### Exercise material:
=====
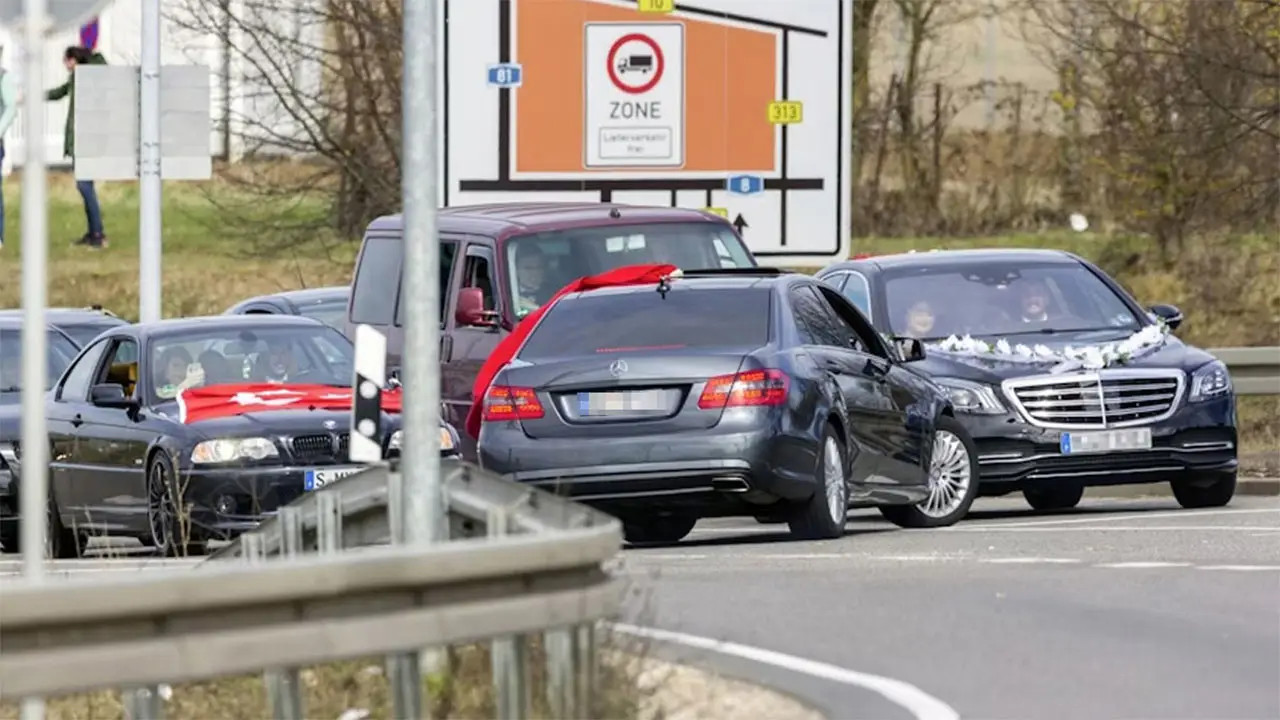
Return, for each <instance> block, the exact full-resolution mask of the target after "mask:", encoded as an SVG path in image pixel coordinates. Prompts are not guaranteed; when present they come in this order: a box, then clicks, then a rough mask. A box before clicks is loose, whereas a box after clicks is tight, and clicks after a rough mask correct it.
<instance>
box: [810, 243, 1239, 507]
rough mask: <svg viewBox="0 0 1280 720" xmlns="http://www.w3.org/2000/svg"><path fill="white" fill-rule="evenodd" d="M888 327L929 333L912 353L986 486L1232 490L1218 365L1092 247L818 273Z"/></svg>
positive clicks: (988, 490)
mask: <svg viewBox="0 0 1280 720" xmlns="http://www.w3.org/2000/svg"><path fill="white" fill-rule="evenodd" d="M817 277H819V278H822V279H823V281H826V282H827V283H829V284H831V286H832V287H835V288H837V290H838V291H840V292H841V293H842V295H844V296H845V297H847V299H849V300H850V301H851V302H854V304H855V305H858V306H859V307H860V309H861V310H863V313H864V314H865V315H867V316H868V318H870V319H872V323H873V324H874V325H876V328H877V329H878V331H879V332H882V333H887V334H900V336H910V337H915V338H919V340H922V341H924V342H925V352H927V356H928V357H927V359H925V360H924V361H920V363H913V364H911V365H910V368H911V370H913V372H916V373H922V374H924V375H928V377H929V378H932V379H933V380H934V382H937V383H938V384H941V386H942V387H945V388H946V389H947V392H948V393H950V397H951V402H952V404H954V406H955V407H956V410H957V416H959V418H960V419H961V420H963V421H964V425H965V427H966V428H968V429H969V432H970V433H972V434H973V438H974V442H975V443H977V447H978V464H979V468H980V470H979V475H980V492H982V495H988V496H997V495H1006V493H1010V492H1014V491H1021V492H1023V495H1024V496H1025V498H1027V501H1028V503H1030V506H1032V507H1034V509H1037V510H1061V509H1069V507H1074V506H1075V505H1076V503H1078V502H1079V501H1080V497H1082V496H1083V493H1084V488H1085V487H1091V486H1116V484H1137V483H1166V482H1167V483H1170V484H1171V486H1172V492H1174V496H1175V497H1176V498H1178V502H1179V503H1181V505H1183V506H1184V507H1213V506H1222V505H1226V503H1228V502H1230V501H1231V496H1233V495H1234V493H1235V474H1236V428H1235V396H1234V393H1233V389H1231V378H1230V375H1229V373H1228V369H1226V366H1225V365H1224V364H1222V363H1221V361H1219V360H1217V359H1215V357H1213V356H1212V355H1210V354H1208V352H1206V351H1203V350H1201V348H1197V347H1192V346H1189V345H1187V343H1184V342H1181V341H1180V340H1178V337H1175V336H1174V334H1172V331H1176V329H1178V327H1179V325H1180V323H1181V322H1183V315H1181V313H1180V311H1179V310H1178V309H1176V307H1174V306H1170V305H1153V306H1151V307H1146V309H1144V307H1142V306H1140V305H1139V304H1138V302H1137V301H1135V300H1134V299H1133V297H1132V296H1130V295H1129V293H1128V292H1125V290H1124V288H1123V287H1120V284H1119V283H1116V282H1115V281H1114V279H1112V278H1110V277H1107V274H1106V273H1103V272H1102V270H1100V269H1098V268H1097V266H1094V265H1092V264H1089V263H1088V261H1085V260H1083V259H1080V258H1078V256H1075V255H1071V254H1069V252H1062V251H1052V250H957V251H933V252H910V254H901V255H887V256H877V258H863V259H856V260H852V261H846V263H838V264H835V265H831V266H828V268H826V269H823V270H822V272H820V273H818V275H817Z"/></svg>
=====
### Exercise directions:
All entries are to be retyped exactly. Omit any embedded images.

### Answer box:
Return, for each <instance> block, the exact full-resolution mask of the target after "mask:", encoded as an SVG path in image pixel coordinates. Prompts are not guaranteed; when present they come in this order: a box, then clicks, then a rough mask. A box before clicks is loose, whereas a box after clicks is tight, and clicks after a rough mask correct it.
<instance>
box: [810, 243, 1239, 507]
rough mask: <svg viewBox="0 0 1280 720" xmlns="http://www.w3.org/2000/svg"><path fill="white" fill-rule="evenodd" d="M888 327L929 333L912 353L986 486L1232 490L1218 365L1092 247L818 273Z"/></svg>
positive clicks: (988, 490)
mask: <svg viewBox="0 0 1280 720" xmlns="http://www.w3.org/2000/svg"><path fill="white" fill-rule="evenodd" d="M817 277H819V278H822V279H823V281H826V282H827V283H829V284H831V286H832V287H835V288H837V290H838V291H840V292H841V293H842V295H844V296H845V297H847V299H849V300H850V301H851V302H854V304H855V305H858V306H859V307H860V309H861V310H863V313H864V314H865V315H867V316H868V318H870V319H872V323H873V324H874V325H876V328H877V329H878V331H879V332H882V333H887V334H900V336H910V337H915V338H919V340H922V341H924V342H925V352H927V356H928V357H927V359H925V360H924V361H920V363H913V364H911V365H910V368H911V370H913V372H916V373H922V374H924V375H928V377H929V378H932V379H933V380H934V382H937V383H938V384H941V386H942V387H945V388H946V389H947V392H948V393H950V397H951V402H952V404H954V406H955V407H956V410H957V416H959V418H960V419H961V420H963V421H964V425H965V427H966V428H968V429H969V432H970V433H972V434H973V438H974V442H975V443H977V447H978V464H979V468H980V470H979V475H980V492H982V495H988V496H997V495H1006V493H1010V492H1014V491H1021V492H1023V495H1024V496H1025V498H1027V501H1028V503H1030V506H1032V507H1034V509H1037V510H1061V509H1069V507H1074V506H1075V505H1076V503H1078V502H1079V501H1080V497H1082V496H1083V493H1084V488H1085V487H1091V486H1116V484H1137V483H1166V482H1167V483H1170V484H1171V486H1172V492H1174V496H1175V497H1176V498H1178V502H1179V503H1181V505H1183V506H1184V507H1213V506H1222V505H1226V503H1228V502H1230V501H1231V496H1233V495H1234V493H1235V474H1236V428H1235V396H1234V393H1233V389H1231V378H1230V375H1229V373H1228V369H1226V366H1225V365H1224V364H1222V363H1221V361H1219V360H1217V359H1215V357H1213V356H1212V355H1210V354H1208V352H1206V351H1203V350H1201V348H1197V347H1192V346H1189V345H1187V343H1184V342H1181V341H1180V340H1178V337H1175V336H1174V334H1172V331H1176V329H1178V327H1179V325H1180V323H1181V322H1183V315H1181V313H1180V311H1179V310H1178V309H1176V307H1174V306H1170V305H1153V306H1151V307H1146V309H1144V307H1142V306H1140V305H1139V304H1138V302H1137V301H1135V300H1134V299H1133V297H1132V296H1130V295H1129V293H1128V292H1125V290H1124V288H1123V287H1120V284H1119V283H1116V282H1115V281H1114V279H1112V278H1110V277H1107V274H1106V273H1103V272H1102V270H1100V269H1098V268H1097V266H1094V265H1092V264H1089V263H1088V261H1085V260H1083V259H1080V258H1078V256H1075V255H1071V254H1069V252H1062V251H1052V250H957V251H933V252H910V254H901V255H887V256H877V258H863V259H856V260H852V261H846V263H838V264H835V265H831V266H828V268H826V269H823V270H822V272H820V273H818V275H817Z"/></svg>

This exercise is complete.